(Dataset entries)

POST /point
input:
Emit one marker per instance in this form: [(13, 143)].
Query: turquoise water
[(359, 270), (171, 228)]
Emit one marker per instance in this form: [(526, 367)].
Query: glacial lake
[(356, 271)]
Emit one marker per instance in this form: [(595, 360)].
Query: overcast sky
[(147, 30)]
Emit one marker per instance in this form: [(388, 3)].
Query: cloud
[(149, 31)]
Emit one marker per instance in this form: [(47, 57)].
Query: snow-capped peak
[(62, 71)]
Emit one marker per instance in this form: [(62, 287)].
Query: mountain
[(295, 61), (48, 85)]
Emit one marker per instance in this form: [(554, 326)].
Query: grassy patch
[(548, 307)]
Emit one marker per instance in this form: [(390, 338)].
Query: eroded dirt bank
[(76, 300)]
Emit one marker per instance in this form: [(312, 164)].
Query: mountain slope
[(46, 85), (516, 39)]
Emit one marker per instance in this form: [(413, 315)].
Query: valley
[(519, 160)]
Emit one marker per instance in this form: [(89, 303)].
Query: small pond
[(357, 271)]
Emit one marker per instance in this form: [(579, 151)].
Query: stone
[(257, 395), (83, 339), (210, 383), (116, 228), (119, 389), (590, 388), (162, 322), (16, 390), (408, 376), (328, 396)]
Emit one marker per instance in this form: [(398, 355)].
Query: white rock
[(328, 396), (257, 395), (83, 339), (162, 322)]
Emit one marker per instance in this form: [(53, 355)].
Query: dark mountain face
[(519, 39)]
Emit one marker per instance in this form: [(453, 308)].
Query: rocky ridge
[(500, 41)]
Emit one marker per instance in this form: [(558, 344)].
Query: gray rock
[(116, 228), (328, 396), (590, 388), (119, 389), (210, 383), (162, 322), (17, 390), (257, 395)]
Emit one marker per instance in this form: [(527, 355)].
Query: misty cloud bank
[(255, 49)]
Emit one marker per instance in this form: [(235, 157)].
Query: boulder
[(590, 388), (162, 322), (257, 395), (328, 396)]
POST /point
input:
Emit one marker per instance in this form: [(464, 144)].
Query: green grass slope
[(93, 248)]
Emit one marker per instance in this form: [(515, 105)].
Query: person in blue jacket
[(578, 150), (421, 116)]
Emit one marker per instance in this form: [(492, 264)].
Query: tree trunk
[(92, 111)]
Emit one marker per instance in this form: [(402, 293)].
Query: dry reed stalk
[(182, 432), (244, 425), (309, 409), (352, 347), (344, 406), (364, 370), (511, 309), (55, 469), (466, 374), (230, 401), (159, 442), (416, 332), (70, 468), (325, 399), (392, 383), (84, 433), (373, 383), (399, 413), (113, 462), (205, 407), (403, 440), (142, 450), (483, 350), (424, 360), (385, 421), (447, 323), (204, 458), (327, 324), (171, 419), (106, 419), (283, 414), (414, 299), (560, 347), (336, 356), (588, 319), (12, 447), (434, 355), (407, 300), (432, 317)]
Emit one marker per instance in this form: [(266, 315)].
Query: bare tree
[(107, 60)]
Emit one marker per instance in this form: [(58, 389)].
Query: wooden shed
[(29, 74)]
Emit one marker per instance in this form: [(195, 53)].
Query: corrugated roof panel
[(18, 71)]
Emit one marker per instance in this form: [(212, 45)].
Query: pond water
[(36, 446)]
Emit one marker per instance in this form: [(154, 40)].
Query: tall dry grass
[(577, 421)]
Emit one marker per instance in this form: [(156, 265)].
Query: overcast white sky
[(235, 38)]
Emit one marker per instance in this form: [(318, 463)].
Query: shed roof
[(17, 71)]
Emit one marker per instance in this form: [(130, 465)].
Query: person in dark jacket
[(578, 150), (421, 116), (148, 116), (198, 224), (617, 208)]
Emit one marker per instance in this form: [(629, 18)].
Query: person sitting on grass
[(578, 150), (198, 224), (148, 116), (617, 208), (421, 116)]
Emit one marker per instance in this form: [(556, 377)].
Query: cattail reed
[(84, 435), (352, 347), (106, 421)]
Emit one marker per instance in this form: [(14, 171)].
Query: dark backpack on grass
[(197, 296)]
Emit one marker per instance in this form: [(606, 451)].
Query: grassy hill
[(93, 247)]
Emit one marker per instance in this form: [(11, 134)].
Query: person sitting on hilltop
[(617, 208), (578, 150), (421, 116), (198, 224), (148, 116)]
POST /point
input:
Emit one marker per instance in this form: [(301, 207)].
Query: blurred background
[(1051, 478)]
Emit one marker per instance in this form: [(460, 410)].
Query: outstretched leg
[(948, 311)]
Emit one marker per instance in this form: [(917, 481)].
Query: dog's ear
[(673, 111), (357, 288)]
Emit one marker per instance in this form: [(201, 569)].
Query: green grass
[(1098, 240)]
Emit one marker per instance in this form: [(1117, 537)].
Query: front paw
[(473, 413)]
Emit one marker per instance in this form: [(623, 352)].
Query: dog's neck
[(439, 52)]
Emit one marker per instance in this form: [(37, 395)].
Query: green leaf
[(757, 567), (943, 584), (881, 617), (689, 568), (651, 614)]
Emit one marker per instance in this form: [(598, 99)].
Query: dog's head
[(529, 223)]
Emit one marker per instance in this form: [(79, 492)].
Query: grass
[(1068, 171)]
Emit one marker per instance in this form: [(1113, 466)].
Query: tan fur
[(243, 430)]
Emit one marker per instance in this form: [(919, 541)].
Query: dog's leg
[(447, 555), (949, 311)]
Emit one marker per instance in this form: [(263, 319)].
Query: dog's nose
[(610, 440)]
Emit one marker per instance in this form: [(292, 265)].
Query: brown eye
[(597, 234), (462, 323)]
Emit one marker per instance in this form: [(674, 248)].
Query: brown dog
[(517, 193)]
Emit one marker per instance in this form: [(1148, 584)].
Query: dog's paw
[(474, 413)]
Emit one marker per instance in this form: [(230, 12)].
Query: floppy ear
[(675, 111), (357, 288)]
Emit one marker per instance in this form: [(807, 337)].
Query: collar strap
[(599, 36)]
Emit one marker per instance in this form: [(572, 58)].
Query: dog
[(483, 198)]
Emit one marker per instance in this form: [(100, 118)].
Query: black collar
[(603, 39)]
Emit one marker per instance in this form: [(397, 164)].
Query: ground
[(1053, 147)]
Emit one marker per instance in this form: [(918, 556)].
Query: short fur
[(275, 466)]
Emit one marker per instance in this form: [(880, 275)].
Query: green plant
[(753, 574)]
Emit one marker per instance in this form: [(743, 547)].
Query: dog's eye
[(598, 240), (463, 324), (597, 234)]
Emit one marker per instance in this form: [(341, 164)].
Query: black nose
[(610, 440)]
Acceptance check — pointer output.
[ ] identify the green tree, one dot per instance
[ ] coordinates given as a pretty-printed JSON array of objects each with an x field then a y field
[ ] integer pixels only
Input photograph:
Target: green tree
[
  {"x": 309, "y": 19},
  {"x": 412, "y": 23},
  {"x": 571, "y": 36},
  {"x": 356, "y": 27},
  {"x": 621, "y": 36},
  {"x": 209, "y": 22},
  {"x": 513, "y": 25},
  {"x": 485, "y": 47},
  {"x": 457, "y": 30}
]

*WORK TO COMPLETE*:
Give back, word for word, only the lines above from the line holding "Query: person sitting on grass" to the line holding "Emit one marker per instance in this form: [(292, 265)].", both included.

*TASK SOLUTION*:
Query: person sitting on grass
[(578, 150), (198, 224), (148, 116), (617, 208), (421, 116)]
Emit one marker per instance in this form: [(556, 377)].
Query: cattail reed
[(84, 435), (352, 347), (106, 421)]
Emit one marker per instance in this form: [(14, 171)].
Query: dark backpack on grass
[(197, 296)]
Emit one marker per instance in this form: [(606, 451)].
Query: grassy hill
[(93, 247)]
Emit one marker per instance in this form: [(11, 134)].
Query: person sitting on hilltop
[(617, 208), (578, 150), (421, 116), (198, 224), (148, 116)]
POST /point
input:
Emit one marker per instance in this form: [(301, 207)].
Query: blurred background
[(1051, 478)]
Emit one marker per instance in this form: [(460, 410)].
Query: outstretched leg
[(948, 311)]
Emit one marker per instance in this form: [(917, 481)].
Query: dog's ear
[(673, 111), (357, 288)]
Emit one marker per instance in this form: [(201, 569)].
Query: green grass
[(1098, 240)]
Emit one marker per instance in this form: [(1117, 537)].
Query: front paw
[(473, 413)]
Emit one marker per instance in this form: [(623, 352)].
Query: dog's neck
[(439, 52)]
Emit one marker per instance in this form: [(37, 395)].
Query: green leaf
[(757, 567), (943, 584), (881, 617), (689, 568), (651, 614)]
Emit one marker per instance in this form: [(598, 99)].
Query: dog's head
[(529, 223)]
Emit one marker per instance in this form: [(79, 492)].
Query: grass
[(1068, 171)]
Emit one marker per instance in this form: [(1113, 466)].
Query: tan fur
[(243, 430)]
Emit one marker per instance in this form: [(919, 541)].
Query: dog's leg
[(447, 555), (949, 311)]
Emit one marker per instance in this form: [(263, 319)].
Query: dog's nose
[(610, 440)]
Emit one marker per instance in this form: [(292, 265)].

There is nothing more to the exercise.